Data records:
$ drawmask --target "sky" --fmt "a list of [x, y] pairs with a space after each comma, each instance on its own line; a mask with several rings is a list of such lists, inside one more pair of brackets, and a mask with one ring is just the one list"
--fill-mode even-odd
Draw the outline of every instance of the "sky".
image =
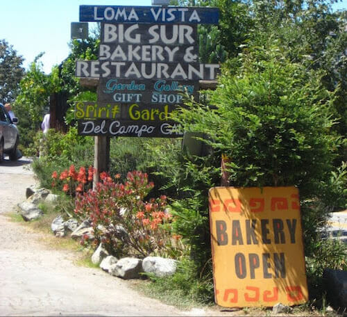
[[[40, 60], [49, 74], [69, 55], [71, 22], [79, 22], [81, 5], [151, 6], [151, 0], [0, 0], [0, 40], [23, 56], [26, 69], [44, 52]], [[346, 10], [347, 0], [333, 8]]]

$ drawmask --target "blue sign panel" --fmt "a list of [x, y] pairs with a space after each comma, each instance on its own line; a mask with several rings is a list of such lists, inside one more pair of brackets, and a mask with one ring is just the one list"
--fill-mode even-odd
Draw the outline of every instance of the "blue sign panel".
[[110, 23], [218, 24], [217, 8], [80, 6], [80, 21]]

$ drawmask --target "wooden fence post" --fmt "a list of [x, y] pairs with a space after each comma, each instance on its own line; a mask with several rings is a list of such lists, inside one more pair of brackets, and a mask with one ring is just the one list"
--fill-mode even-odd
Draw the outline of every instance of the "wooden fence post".
[[109, 136], [94, 136], [94, 167], [96, 172], [93, 177], [93, 190], [100, 180], [100, 173], [110, 170], [110, 141]]

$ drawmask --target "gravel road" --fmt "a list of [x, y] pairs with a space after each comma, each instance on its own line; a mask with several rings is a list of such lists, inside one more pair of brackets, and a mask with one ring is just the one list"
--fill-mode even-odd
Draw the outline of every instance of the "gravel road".
[[[0, 165], [1, 316], [207, 316], [197, 309], [180, 311], [147, 298], [128, 282], [74, 265], [73, 252], [49, 250], [41, 234], [3, 215], [25, 200], [35, 184], [30, 161]], [[195, 311], [195, 313], [194, 313]], [[218, 313], [214, 311], [215, 313]]]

### [SET PROBLEM]
Convert every line of the entries above into a JSON list of strings, one string per line, skipping blank lines. Leave the pictures out.

### [RESPONSE BELOW]
[
  "$ drawmask --target \"sky\" --fmt \"a list of [x, y] pairs with a space after each comma, each instance on its own line; a mask with several rings is a list of such lists, inside one more pair of brackets, and a mask with one ring is just the one list\"",
  "--fill-mode even-odd",
  "Draw the outline of every instance of the \"sky\".",
  "image =",
  "[[[40, 60], [49, 74], [69, 55], [71, 22], [79, 22], [81, 5], [151, 6], [151, 0], [0, 0], [0, 40], [23, 56], [26, 69], [44, 52]], [[346, 10], [347, 0], [333, 8]]]",
  "$ drawmask --target \"blue sign panel\" --fmt \"a list of [x, y] pairs with a space after each comma, each instance on its own line; a mask with several rings is a list of such lists, inside one more pair of brackets, and a mask with one ring is just the one list\"",
  "--fill-mode even-odd",
  "Draw the outline of every instance of the \"blue sign panel\".",
  "[[110, 23], [218, 24], [217, 8], [80, 6], [80, 21]]",
  "$ drawmask --target \"wooden fence post\" --fmt \"a list of [x, y] pairs with a space after each comma, each instance on its own line; a mask with several rings is a list of such lists, inside one more pair of brackets, and a mask with one ring is just the one list\"",
  "--fill-mode even-odd",
  "Draw the outline of every instance of the \"wooden fence post\".",
  "[[109, 136], [94, 136], [94, 167], [96, 172], [93, 177], [93, 190], [100, 180], [100, 173], [110, 170], [110, 141]]",
  "$ drawmask --target \"gravel road\" --fmt \"a list of [x, y] pairs with a space after each comma, each instance on its own line; a mask with several rings is a list of such lists, inside one more pair of brackets, and a mask with one ring is just the one list\"",
  "--fill-mode even-odd",
  "Draw the outline of every instance of the \"gravel road\".",
  "[[[0, 165], [1, 316], [207, 316], [197, 309], [180, 311], [147, 298], [128, 282], [74, 265], [73, 252], [49, 250], [41, 234], [3, 215], [25, 200], [35, 184], [30, 161]], [[195, 311], [195, 313], [194, 313]], [[218, 313], [214, 311], [215, 313]]]"
]